### AIM OF THE EXERCISE
Please copy each line below that contains the string "tree".

**** STUDY MATERIAL ****

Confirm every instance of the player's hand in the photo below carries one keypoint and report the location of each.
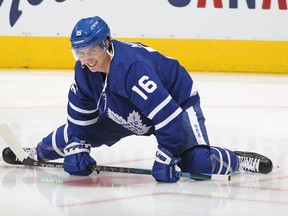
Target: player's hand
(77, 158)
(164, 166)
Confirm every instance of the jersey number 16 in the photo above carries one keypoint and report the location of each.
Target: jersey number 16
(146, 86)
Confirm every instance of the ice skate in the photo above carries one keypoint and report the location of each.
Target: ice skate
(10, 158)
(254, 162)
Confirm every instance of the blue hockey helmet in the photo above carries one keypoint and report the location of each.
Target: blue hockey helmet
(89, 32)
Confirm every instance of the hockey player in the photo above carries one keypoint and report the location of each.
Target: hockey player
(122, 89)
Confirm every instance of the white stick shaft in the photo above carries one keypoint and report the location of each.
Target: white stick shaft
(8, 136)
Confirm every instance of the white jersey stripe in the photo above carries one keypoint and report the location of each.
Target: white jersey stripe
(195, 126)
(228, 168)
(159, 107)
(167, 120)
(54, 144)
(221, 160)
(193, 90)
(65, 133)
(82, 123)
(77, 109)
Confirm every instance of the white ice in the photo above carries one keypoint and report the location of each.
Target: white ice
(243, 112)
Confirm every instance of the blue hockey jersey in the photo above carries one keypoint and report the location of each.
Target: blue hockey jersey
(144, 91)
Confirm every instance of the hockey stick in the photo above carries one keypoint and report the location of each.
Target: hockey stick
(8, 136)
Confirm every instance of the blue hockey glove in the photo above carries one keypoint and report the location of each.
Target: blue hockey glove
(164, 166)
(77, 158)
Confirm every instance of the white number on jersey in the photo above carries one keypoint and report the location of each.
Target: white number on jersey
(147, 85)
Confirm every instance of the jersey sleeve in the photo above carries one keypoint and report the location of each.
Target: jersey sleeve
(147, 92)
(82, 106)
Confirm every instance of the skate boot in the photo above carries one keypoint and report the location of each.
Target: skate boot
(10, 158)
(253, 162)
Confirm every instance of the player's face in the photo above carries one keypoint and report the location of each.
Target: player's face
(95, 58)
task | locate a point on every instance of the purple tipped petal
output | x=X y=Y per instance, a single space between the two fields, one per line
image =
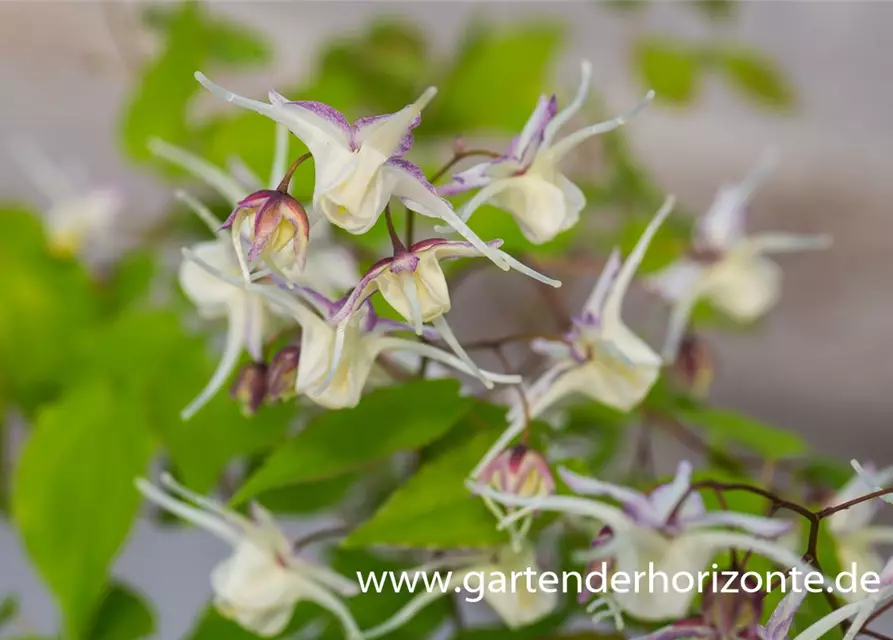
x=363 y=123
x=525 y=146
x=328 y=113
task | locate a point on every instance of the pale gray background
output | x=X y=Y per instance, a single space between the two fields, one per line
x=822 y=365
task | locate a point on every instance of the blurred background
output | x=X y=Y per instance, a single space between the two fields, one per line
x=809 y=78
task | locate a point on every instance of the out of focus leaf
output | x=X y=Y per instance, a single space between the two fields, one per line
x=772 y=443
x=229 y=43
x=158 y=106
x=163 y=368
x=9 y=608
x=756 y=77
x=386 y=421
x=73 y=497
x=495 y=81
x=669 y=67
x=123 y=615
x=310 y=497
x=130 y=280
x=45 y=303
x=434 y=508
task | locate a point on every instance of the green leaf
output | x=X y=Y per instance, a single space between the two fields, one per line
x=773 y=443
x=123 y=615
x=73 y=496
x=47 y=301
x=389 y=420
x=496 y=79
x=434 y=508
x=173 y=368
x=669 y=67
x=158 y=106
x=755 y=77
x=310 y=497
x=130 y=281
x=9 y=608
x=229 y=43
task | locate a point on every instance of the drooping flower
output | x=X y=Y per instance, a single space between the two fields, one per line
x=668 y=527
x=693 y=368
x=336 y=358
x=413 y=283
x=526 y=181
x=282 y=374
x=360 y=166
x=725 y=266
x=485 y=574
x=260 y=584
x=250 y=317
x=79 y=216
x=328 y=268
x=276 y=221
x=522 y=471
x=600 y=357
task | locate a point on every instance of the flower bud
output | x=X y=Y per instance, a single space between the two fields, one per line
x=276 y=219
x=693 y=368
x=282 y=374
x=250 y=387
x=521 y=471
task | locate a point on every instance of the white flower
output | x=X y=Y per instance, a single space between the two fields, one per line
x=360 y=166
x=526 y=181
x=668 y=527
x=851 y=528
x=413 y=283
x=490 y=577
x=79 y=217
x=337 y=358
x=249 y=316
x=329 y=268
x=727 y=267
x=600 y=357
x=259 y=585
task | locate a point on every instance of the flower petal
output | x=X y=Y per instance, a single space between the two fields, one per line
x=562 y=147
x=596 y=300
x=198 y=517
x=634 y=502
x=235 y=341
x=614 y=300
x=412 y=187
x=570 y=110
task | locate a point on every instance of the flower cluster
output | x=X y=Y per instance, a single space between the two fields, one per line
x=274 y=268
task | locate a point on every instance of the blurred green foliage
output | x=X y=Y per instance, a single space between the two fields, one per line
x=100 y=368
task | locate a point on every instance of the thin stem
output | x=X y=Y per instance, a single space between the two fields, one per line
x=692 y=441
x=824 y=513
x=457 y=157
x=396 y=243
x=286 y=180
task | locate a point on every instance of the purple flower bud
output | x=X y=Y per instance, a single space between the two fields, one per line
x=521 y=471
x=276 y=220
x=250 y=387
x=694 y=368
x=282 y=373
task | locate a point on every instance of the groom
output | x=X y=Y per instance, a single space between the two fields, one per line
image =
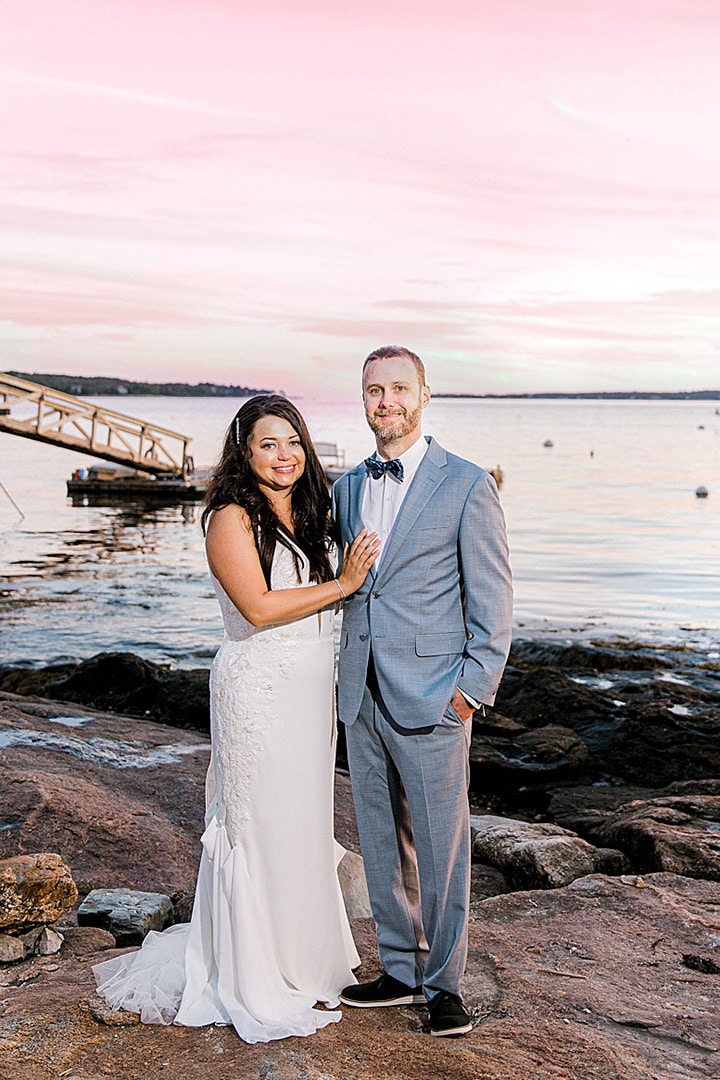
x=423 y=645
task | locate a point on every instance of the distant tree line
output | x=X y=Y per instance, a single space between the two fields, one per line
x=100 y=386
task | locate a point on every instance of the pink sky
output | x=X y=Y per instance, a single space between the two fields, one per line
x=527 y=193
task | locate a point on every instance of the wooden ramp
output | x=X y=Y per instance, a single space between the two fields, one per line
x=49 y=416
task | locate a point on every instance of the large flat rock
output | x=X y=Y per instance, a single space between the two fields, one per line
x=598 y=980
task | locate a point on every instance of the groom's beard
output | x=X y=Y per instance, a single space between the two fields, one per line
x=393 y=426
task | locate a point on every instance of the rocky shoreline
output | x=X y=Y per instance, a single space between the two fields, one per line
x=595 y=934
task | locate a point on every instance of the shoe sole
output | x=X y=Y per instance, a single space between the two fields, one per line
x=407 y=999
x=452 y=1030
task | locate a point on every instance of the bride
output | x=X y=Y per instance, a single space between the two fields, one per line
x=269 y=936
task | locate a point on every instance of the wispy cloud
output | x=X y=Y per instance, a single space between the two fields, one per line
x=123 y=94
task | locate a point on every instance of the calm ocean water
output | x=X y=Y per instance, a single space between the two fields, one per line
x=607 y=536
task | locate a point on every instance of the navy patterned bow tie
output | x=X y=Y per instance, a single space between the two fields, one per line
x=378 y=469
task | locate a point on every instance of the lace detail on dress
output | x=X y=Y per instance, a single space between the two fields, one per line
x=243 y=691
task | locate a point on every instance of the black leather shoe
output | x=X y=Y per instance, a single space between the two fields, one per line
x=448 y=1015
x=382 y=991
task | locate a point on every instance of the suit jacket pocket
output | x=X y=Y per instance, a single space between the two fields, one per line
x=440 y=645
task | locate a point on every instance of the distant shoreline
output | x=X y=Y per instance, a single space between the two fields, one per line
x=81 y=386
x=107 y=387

****
**** STUDY MATERIAL ****

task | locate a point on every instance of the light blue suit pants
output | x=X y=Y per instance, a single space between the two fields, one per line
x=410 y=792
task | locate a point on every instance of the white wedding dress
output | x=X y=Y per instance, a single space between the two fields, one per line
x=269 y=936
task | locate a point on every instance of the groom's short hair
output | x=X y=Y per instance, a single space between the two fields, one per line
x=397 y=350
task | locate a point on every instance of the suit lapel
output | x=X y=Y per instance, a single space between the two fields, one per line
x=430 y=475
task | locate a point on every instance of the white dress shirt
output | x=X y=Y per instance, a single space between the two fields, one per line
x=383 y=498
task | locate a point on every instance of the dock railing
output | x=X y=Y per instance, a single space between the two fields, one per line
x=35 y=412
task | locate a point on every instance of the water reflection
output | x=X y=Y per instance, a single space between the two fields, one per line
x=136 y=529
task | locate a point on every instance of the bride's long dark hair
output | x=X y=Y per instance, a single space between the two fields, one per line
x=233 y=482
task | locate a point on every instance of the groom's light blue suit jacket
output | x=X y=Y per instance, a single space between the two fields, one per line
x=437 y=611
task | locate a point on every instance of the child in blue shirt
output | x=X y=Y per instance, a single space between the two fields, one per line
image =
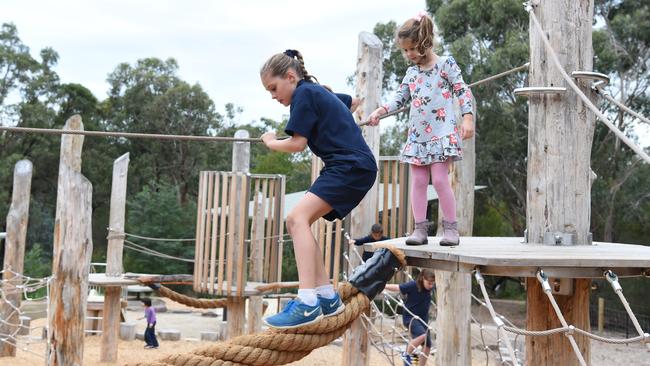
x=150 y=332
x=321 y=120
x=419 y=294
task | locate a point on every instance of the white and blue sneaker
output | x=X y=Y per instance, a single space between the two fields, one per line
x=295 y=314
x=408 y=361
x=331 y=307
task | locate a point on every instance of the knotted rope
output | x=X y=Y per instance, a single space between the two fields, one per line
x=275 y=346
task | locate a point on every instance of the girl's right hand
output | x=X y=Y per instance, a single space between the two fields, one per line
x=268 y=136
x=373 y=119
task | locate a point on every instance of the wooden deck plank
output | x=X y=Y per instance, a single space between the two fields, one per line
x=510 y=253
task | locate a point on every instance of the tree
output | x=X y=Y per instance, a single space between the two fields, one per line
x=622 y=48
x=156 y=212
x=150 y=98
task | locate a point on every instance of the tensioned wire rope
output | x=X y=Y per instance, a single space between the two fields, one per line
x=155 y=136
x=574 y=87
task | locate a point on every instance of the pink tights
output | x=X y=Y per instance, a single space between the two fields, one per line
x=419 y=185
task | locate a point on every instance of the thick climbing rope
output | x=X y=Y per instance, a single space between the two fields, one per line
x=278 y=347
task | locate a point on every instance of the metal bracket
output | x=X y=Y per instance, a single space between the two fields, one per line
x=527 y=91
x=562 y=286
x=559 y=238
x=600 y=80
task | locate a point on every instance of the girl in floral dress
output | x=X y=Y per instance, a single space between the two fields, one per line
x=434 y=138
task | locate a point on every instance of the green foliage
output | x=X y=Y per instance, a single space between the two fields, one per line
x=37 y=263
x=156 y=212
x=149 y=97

****

### ANSWER SPACE
task | locate a point on every instance of the distant tree line
task | locate a point on every instance of the tree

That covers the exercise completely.